Render the lines that follow as a numbered list, omitting any blank lines.

[Collected data entries]

· · · · ·

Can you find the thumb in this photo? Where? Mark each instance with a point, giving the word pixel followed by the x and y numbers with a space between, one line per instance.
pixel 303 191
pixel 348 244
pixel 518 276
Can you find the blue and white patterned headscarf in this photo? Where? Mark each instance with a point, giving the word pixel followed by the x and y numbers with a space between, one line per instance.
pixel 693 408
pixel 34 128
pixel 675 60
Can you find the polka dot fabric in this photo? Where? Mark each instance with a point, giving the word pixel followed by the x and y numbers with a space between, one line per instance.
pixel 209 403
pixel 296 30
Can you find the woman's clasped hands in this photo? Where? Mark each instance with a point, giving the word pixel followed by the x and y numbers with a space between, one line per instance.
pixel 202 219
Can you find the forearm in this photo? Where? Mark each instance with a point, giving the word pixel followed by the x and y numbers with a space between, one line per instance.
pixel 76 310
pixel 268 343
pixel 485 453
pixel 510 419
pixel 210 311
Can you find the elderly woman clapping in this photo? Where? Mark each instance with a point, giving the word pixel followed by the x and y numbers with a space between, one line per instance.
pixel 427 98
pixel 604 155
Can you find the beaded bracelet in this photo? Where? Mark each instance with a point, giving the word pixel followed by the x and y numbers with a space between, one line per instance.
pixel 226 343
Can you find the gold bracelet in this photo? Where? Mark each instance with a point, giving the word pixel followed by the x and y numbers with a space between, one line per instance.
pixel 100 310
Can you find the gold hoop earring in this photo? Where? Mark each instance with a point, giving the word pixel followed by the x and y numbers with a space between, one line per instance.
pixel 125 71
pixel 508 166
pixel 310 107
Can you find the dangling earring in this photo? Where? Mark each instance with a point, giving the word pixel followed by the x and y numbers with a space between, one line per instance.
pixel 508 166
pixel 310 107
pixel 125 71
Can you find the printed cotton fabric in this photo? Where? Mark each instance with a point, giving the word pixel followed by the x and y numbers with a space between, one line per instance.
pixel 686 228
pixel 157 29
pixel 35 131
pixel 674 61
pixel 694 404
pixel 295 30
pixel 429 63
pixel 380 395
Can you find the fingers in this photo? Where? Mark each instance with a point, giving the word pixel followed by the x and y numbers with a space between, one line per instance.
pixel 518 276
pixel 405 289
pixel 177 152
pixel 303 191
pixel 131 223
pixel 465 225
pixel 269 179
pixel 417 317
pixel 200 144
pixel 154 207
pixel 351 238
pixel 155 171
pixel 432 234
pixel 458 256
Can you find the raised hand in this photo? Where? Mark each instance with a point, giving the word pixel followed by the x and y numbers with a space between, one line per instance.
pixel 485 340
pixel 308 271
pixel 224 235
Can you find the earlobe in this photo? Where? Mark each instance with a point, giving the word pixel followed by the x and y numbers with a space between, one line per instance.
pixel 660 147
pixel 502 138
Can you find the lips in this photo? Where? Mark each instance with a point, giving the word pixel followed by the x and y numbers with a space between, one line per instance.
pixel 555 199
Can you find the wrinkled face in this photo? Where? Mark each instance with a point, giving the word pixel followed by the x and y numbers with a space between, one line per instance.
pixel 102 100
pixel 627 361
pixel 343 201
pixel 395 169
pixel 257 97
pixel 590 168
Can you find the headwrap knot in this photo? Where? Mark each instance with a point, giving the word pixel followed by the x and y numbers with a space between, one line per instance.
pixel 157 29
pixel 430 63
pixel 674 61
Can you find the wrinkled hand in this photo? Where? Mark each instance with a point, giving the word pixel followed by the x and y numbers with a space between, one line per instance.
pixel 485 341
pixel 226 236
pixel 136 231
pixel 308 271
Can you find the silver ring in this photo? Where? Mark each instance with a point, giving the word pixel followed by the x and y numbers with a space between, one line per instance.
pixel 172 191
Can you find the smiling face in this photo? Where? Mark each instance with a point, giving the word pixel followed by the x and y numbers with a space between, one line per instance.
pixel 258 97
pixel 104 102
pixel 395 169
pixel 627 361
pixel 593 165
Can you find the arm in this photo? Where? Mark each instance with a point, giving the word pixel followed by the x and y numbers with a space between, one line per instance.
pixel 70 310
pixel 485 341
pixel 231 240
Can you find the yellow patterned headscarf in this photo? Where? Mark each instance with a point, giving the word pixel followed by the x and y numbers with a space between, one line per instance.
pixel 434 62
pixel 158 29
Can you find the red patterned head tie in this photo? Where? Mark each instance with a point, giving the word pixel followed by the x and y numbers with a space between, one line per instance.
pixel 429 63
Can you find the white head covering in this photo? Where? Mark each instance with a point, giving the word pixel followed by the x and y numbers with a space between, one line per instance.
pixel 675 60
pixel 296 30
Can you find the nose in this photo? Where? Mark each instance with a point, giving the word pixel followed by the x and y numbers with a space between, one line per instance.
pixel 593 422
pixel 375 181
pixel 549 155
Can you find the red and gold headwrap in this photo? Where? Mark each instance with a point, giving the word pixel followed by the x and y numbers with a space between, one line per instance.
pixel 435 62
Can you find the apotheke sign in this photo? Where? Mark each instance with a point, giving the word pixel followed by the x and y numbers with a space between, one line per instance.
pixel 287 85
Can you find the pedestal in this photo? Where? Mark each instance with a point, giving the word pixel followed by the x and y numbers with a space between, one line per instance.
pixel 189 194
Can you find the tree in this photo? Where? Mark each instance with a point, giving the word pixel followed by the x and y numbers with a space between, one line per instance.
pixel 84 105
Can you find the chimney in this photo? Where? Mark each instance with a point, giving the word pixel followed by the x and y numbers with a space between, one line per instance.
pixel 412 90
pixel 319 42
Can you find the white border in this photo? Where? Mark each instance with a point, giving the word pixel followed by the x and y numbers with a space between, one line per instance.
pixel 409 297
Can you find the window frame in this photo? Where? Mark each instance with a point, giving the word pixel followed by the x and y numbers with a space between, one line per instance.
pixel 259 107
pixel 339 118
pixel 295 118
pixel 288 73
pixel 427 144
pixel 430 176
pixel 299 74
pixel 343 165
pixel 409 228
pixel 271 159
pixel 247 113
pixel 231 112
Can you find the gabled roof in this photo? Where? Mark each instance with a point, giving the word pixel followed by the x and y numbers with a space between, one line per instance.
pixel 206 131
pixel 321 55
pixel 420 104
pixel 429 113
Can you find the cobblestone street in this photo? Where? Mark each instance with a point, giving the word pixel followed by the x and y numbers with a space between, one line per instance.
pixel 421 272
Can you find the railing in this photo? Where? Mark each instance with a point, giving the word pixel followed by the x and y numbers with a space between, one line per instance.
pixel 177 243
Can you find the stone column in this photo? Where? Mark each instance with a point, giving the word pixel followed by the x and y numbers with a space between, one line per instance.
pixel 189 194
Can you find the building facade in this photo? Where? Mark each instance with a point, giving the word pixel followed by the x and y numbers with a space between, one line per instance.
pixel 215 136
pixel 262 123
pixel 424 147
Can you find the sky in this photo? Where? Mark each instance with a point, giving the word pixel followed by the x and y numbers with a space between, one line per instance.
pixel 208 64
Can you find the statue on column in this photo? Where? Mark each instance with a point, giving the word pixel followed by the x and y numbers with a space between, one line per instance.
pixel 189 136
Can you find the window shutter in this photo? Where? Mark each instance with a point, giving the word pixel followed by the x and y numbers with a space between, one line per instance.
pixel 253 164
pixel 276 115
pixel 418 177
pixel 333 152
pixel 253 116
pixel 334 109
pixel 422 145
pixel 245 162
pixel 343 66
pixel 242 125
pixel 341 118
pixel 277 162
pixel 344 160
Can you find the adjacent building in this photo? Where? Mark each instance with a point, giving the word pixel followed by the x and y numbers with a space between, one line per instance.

· · · · ·

### Solution to this exercise
1. Can you find the thumb in this photo? Where? Mark each instance with a point, giving the word pixel followed by the x and y numbers with a space between, one line per instance.
2. pixel 303 191
3. pixel 348 244
4. pixel 518 276
5. Can you find the blue and white patterned headscarf in this photo? Where? Mark each instance with a point, giving the word pixel followed by the x and y numbers with a space between, one line per instance.
6. pixel 693 408
7. pixel 34 128
8. pixel 675 60
9. Can you find the polka dot fabric in this photo? Where? Mark each instance with a point, giving the word pixel followed by the x and y numbers with a space between, one line per instance.
10. pixel 209 403
11. pixel 296 30
12. Can you find the woman's clasped hands in this photo? Where? Mark each instance with a point, giving the word pixel followed by the x and y numbers with a space between, one line per instance.
13. pixel 202 219
14. Can you find the forearm in this photo? Where? Mark each instance with a point, giving the word pixel followed by the x and y numbers with a space between, one line per instance.
15. pixel 76 310
16. pixel 268 343
17. pixel 485 453
18. pixel 510 419
19. pixel 210 311
20. Can you find the elderly woman clapping in this photo? Where? Mark each instance with a point, giving the word pixel followed by the x and y numbers with a space between, one line per instance.
21. pixel 427 98
22. pixel 604 155
23. Can you find the beaded bracelet in this photo? Where? Mark each instance with a point, giving the word pixel followed by the x and y numbers with a space between, one line per instance.
24. pixel 226 343
25. Can you find the gold bracelet in this photo? Where? Mark each instance with a point, giving the word pixel followed by the x and y numbers with a space between, one line per instance.
26. pixel 100 310
27. Can you find the gold hoop earring in this photo? Where? Mark each instance with a point, giving the word pixel followed by the x and y numbers with a space between, one line per instance.
28. pixel 125 71
29. pixel 508 166
30. pixel 310 107
31. Can you find the dangling earring in this photo? Where? Mark each instance with a point, giving the word pixel followed by the x and y numbers with a space between, one line per instance.
32. pixel 508 166
33. pixel 310 107
34. pixel 125 71
35. Can you find the printed cotton fabric in this photo? Where? Mark each instance with a point, giving the word pixel followed by the x and y numbers with a space between, one line per instance.
36. pixel 686 228
37. pixel 157 29
38. pixel 35 131
39. pixel 674 61
40. pixel 694 404
41. pixel 295 30
42. pixel 429 63
43. pixel 380 395
44. Can you find the fingers in this photo? Where? Mark each instance with a point, giving the word pixel followed by the x and y numbers with a space between, one line per instance.
45. pixel 518 276
46. pixel 405 289
47. pixel 177 152
48. pixel 303 191
49. pixel 131 223
50. pixel 465 225
51. pixel 269 179
52. pixel 417 317
53. pixel 200 144
54. pixel 154 207
55. pixel 351 238
56. pixel 155 171
57. pixel 432 234
58. pixel 458 256
59. Can you find the raised hand in this photo? Where? Mark each instance with a point, giving the word pixel followed by the x and y numbers with a space between, one line per instance.
60. pixel 485 340
61. pixel 308 271
62. pixel 224 235
63. Can you find the earlobe in this photo? Where? Mark each instance with a point, giving the word pixel followed by the x and y numbers with a space between, one line per instance.
64. pixel 660 147
65. pixel 502 138
66. Can you find the lips in this photo? Where? Mark each instance with a point, giving the word pixel followed by the x and y numbers with a space between, one line per instance.
67. pixel 555 199
68. Can you find the wrinkled face in this photo? Where? Mark each instance with a point, giving the word pixel followed by the x and y numbers with a space between, one line per instance.
69. pixel 102 100
70. pixel 627 361
71. pixel 343 201
72. pixel 395 169
73. pixel 257 97
74. pixel 590 168
75. Can you find the headwrap knot in this photo? Where? Mark each instance with a point, giving the word pixel followed by the x and y numbers with a space between, one line per instance.
76. pixel 157 29
77. pixel 430 63
78. pixel 674 61
79. Can you find the wrinkled hand in this photo? Where? Mark each instance with a point, giving the word pixel followed by the x and y numbers with a space between, one line per instance.
80. pixel 485 341
81. pixel 226 236
82. pixel 136 231
83. pixel 308 271
84. Can you find the silver ring in this photo? Where? Mark each instance with a point, giving the word pixel followed by the x and y numbers with a space between, one line per instance.
85. pixel 172 191
86. Can you find the smiling face in this photo? Where? Mark each instance with a point, giving the word pixel followed by the x and y numbers with a space between, one line per instance.
87. pixel 258 97
88. pixel 104 102
89. pixel 395 169
90. pixel 627 361
91. pixel 593 165
92. Can you find the arm in this photo? Where? Mark each instance with a point, giving the word pixel followed by the x and y numbers with a space between, one line per instance.
93. pixel 70 310
94. pixel 485 341
95. pixel 231 240
96. Can you find the yellow patterned headscarf in this photo? Where? Mark each instance with a point, giving the word pixel followed by the x and y numbers with a space between, one line per instance.
97. pixel 434 62
98. pixel 158 29
99. Can you find the red patterned head tie in this photo? Where? Mark each instance with a point, giving the word pixel followed by the x and y numbers with a space between, one line per instance.
100. pixel 429 63
101. Can you find the white head covering in this photo? Where? Mark each instance with a point, giving the word pixel followed by the x and y numbers with a space between, one line per instance.
102. pixel 675 60
103. pixel 296 30
104. Can you find the nose in this photo? Where? Mark each instance with a point, giving the word pixel followed by the x and y numbers with a space between, one line per instance.
105. pixel 593 422
106. pixel 375 181
107. pixel 549 155
108. Can you find the red and gold headwrap in this photo? Where? Mark each instance with a point, giving the word pixel followed by the x and y numbers with a space between, one line per instance.
109. pixel 435 62
110. Can you find the apotheke sign in this photo? Where? Mark each instance with a point, giving the word pixel followed by the x and y numbers with a space between, one line per instance.
111. pixel 287 85
112. Can you find the pedestal in this photo? Where? Mark each instance with a point, giving the word pixel followed by the x and y numbers with a space between, one line per instance.
113. pixel 189 194
114. Can you find the tree in this photo? Where? Mark each instance with a point, giving the word pixel followed by the x and y numbers with a space between, one line per instance.
115. pixel 84 105
116. Can you find the chimney in this photo? Where? Mark each instance with a point, giving the word pixel followed by the x and y numbers with a space between, one line per instance.
117. pixel 412 90
118. pixel 319 42
119. Can you find the white border in this photo? Where? Mark each instance with a point, giving the word pixel followed by the x and y numbers with a space between, one line per instance.
120. pixel 409 297
121. Can you find the window frame in this photo? Where? Mark each instance with a point, giving the word pixel followed by the x and y numbers with a space between, one line per instance.
122. pixel 259 107
123. pixel 339 118
124. pixel 295 118
125. pixel 288 73
126. pixel 427 144
127. pixel 430 176
128. pixel 299 74
129. pixel 343 165
130. pixel 409 228
131. pixel 271 159
132. pixel 247 113
133. pixel 231 112
134. Can you find the gabled roof in this photo? Where? Mark each instance with a point, giving the word pixel followed by the x and y numbers with a space between, one line per instance.
135. pixel 206 131
136. pixel 321 55
137. pixel 420 104
138. pixel 429 113
139. Can you find the cobblestone street in this photo? Where? Mark each instance with a point, giving the word pixel followed by the x and y numbers with a space between, one line per instance.
140. pixel 421 272
141. Can you find the railing in this photo? Where? Mark each instance with a point, giving the word pixel followed by the x and y numbers with a space between, one line per instance.
142. pixel 177 243
143. Can you find the stone column in this photo? Where? Mark each instance with a point, giving the word pixel followed by the x and y numbers with a space between, one line per instance.
144. pixel 189 194
145. Can you find the building facade in this photo? Where? Mark each instance with a point, giving the word pixel followed by the x and y numbers with a space between, one line per instance.
146. pixel 215 136
147. pixel 262 123
148. pixel 424 147
149. Can you find the sky in this photo? Where? Mark each instance with a point, giving the word pixel followed by the x and y numbers with a space between, one line per instance.
150. pixel 208 64
151. Can you find the statue on column in this photo? Where? Mark each instance with a point, giving the word pixel followed by the x and y numbers with a space between, one line per instance.
152. pixel 189 136
153. Can you find the window shutter in this photo? Where? Mark each instance with a point, giving the word pixel followed by the x and y numbers with a space between, one line per instance.
154. pixel 253 164
155. pixel 276 115
156. pixel 418 177
157. pixel 333 152
158. pixel 253 116
159. pixel 334 109
160. pixel 422 145
161. pixel 245 162
162. pixel 343 66
163. pixel 242 125
164. pixel 341 118
165. pixel 277 162
166. pixel 344 160
167. Can you find the adjacent building in this photo? Where? Mark each instance with a point, giving the word pixel followed by the x and y numbers with a space between, one line per instance.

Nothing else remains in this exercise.